| Data to examine |
#####
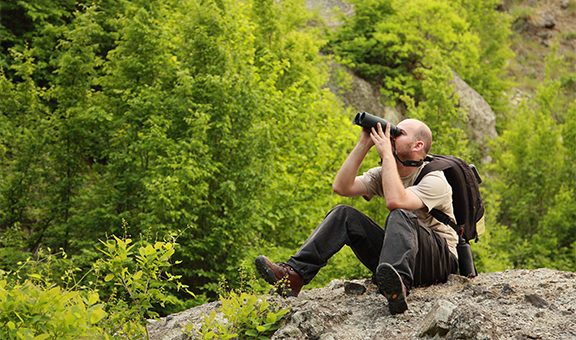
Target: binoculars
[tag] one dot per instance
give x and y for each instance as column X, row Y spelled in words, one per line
column 368, row 121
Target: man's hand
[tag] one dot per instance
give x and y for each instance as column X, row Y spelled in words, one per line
column 382, row 140
column 366, row 139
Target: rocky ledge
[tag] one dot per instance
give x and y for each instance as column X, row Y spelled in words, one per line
column 514, row 304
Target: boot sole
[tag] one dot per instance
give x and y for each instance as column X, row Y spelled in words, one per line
column 264, row 271
column 268, row 275
column 390, row 285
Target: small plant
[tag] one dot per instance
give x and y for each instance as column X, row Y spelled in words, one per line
column 241, row 316
column 30, row 311
column 136, row 280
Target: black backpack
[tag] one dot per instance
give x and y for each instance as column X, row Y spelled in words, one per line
column 464, row 180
#####
| Aim of the task |
Everything in the data except the pictures must be retyped exactly.

| Expected answer |
Target: binoculars
[tag] one dot per instance
give x and y for each instance as column X, row Y spelled in words, one per line
column 368, row 121
Target: man's hand
[tag] one dot per instance
give x and y for each instance as column X, row Y spelled in words, one per line
column 382, row 140
column 366, row 139
Target: rocky ledge
[tag] one dot per instance
give x and y for each instance as column X, row Y spelled in words, one per line
column 514, row 304
Target: boot sole
[tag] one dot per instance
give x and y for each instance as column X, row Y spelled in words, one per line
column 264, row 271
column 268, row 275
column 390, row 285
Target: small plant
[tag] one dot per instance
give x and y for each instance as column X, row Y spelled in words, one per line
column 241, row 316
column 30, row 311
column 136, row 280
Target: black backpack
[tag] one dot per instance
give x and y for each instance as column X, row Y spelled in words, one per line
column 464, row 180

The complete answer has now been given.